* Text block
________________________________________
Introduction
Small tubing is used for rodent infusion because of the low dead volume and to match the size of rodent vessels. Restrictions of 0.010in (0.25mm) are common. These restrictions will limit the flow rate at which you can run your infusion studies. In particular, the flow resistance of a tube depends on the fluid viscosity, the length of the tube, and, most importantly, the inner diameter of the tube. If you want to get the same flow rate through a set with narrow openings that you can get through a set with larger openings, you will need to pump at a higher pressure.
Pressures that are too high can wreak havoc with your studies, causing interruptions from unwanted occlusion alarms, undetected leaks from weak joints, or even ruptured infusion sets that spray test article around the room.
How are you to know that the flow rates proposed for a certain study are appropriate for the infusion equipment you plan to use? You could run a benchtop test with the compound and your equipment to make sure it works, but unless your pumps have modern occlusion alarms, that test is crude. Laboratory syringe pumps can generate dangerously high pressures with no visible signs of trouble.
In this blog we will propose a method of determining a reasonable maximum flow rate range for infusion sets. To start we need to pick a safe maximum range for flow-rate-generated backpressure. What can go wrong as pressure increases? Here is a list:
Infusion timing delayed
With increased flow rates, backpressure will increase causing the infusion lines to expand so that more fluid is stored in the set rather than being delivered to the animal. The tubing expands like a balloon, a plastic syringe itself can expand and the rubber plunger will compress. Softer tubing like polyurethane will expand more than stiffer tubing like polyethylene. In this example we have set a Harvard pump to deliver a bolus of 100µL over 6 seconds (1mL/min) through a standard Instech mouse tether kit, Vascular Access Button™ and 2Fr jugular vein catheter. The pump ran from 0-6 seconds, but the dose was delivered out the end of the catheter between 4 and 25 seconds after the pump was started. Pressure reaches 9 PSI at 1mL/min through this set. Despite the delay, the total volume delivered was accurate, 97.5µL, within expected accuracy limits of plastic syringes (±5%). With longer infusion profiles a startup delay may not matter, but for certain IV boluses, such as those used in IV self-administration, it may be important to understand and manage the delay. In these addiction studies rodents press a lever to get a dose of cocaine or other addictive drug from a pump; the timing is critical.1
Flow Profile of Bolus Through Mouse Infusion Tether and Catheter2
Pump occlusion alarms triggered
If your pump has one, occlusion alarms are usually tripped between 5 and 20 PSI. The alarm level is adjustable to find the right balance between detecting real occlusions quickly and false alarms, typically from backpressure due to high flow rates and/or a viscous compound. There are plenty of applications where syringe pumps need to operate against high backpressures, like chemical manufacturing, but there should be no reason to exceed 20 PSI when infusing into a live animal. Assuming your pumps don’t need to be serviced, if you are having false alarms either switch to an infusion set with a larger bore or reduce the flow rate, perhaps by increasing the drug concentration.
________________________________________
Reproduce, word for word, the stretch of the rodent infusion text from "Pressures that are" through "signs of trouble.".
________________________________________
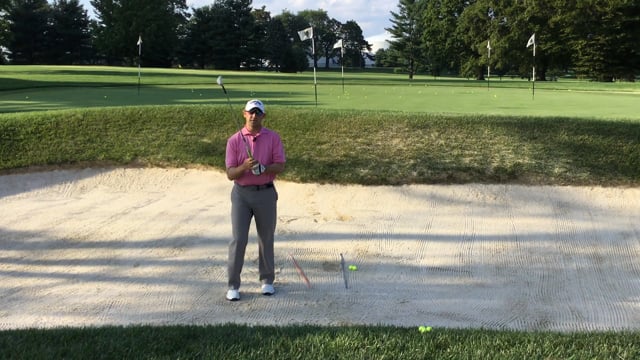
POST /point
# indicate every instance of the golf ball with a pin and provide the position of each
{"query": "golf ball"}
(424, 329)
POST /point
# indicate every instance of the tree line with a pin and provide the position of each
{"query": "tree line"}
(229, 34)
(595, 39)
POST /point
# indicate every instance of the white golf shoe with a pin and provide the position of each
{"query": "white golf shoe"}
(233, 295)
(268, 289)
________________________________________
* Task output
Pressures that are too high can wreak havoc with your studies, causing interruptions from unwanted occlusion alarms, undetected leaks from weak joints, or even ruptured infusion sets that spray test article around the room.
How are you to know that the flow rates proposed for a certain study are appropriate for the infusion equipment you plan to use? You could run a benchtop test with the compound and your equipment to make sure it works, but unless your pumps have modern occlusion alarms, that test is crude. Laboratory syringe pumps can generate dangerously high pressures with no visible signs of trouble.